━━ TEXTO A LER
Evocar hoje o Muro de Berlim, evocar hoje o Derrube do Muro de Berlim não passa de um pretexto para outras digressões especulativas. Se assim falo é na exacta medida em que o nosso mundo vive de efemérides e uma efeméride não é mais do que uma recordação descontextualizada de fenómenos cuja especificidade já não é possível entender cabalmente. Os documentários, filmes e exposições sobre o evento têm sido a nota dominante dos últimos dias, pelo que será desnecessário aludir às circunstâncias históricas e políticas que determinaram a construção do Muro em 1961 e que conduziram ao seu derrube 48 anos depois, há vinte e cinco anos, portanto. Circunstâncias históricas e políticas: é preciso não esquecer. Circunstâncias que estavam presentes em 1961 e que, quase cinco décadas depois, subitamente, deixaram de fazer sentido: porque o Muro de Berlim caiu, aparentemente, por si mesmo, sem convulsões, sem luta. A História é isto mesmo: um ciclo racional engendrado pelas necessidades ou pelos desejos ou pela insanidade dos povos, uma espiral dialéctica em que as contradições, submersas em períodos mais ou menos longos de aparente estabilidade, se enunciam de súbito provocando revoluções, guerras, chacinas, atentados e discórdias de todos os géneros. Poderíamos dizer que tais momentos deveriam ser evitados, poderíamos lamentar os períodos sangrentos de hostilidade e de luta fratricida, poderíamos mesmo desejar a utopia da paz perpétua, a lenda da confraternização universal. E contudo os milénios transcorridos da história dos homens atestam, com evidência plena, a inevitabilidade da guerra, da revolução, da luta ao mesmo tempo que demonstram a sua necessidade em prol da evolução.
A guerra é então uma necessidade, uma condição de progresso? A guerra não pode ser suprimida sob pena de assistirmos à inevitável degeneração dos povos, ao seu declínio e estagnação? Não responderei a tal questão porque as evidências estão aí, hoje, como na antiguidade, hoje, como no contexto das duas grandes guerras mundiais, hoje, como num futuro próximo, em que o homem terá que combater o homem, terá que combater-se a si mesmo, portanto, para poder erguer-se e suportar-se enquanto homem.
━━━━
━━ MATERIAL FORNECIDO
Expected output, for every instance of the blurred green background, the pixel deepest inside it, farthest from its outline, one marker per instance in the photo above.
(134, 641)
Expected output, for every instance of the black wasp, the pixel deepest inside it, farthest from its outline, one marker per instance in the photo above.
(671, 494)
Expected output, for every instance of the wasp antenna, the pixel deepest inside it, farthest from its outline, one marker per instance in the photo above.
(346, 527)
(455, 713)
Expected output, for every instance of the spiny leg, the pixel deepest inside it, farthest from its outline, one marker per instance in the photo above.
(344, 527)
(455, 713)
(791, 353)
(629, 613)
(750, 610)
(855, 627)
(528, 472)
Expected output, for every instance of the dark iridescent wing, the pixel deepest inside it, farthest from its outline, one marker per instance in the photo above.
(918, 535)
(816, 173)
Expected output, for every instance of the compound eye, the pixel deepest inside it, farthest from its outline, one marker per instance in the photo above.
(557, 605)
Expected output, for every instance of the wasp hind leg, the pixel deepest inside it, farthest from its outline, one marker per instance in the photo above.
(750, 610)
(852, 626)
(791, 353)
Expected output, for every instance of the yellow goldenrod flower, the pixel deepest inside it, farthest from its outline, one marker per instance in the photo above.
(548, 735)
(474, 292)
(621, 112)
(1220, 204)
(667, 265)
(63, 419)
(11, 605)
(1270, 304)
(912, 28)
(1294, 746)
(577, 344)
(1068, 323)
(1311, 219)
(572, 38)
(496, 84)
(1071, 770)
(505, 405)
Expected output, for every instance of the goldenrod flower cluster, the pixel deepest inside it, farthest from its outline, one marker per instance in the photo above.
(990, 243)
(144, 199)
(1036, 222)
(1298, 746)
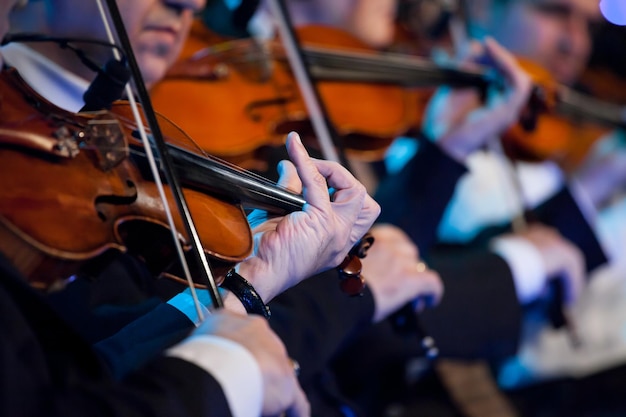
━━━━
## OBJETIVO
Prossiga o texto sobre o derrube do Muro de Berlim e a guerra na história, começando logo depois da última frase.

## RESPOSTA AO EXERCÍCIO
Entretanto, os muros construídos e a construir, os muros abatidos e a abater representaram e representam ocasião de defesa de princípios, de ideais, de sensibilidades – o muro é uma parede levantada atrás da qual nos protegemos e nenhuma habitação humana se manteria erguida sem semelhantes suportes – mas o muro é simultaneamente a barreira que impede o devassar da intimidade, a dissolução dos princípios, a quebra dos ideais, o prejuízo das sensibilidades. E por muito que queiramos hoje olhar o Muro de Berlim como a imagem macabra de um ultraje aos direitos humanos, à lógica civilizacional, à sensatez, por muito que aludamos à construção e manutenção do Muro de Berlim como sendo um atentado à liberdade e à livre circulação dos povos, o certo é que não temos outro remédio senão justificá-lo, à luz da circunstância que o engendrou. E será esse o caminho inicial que seguirei nesta exposição.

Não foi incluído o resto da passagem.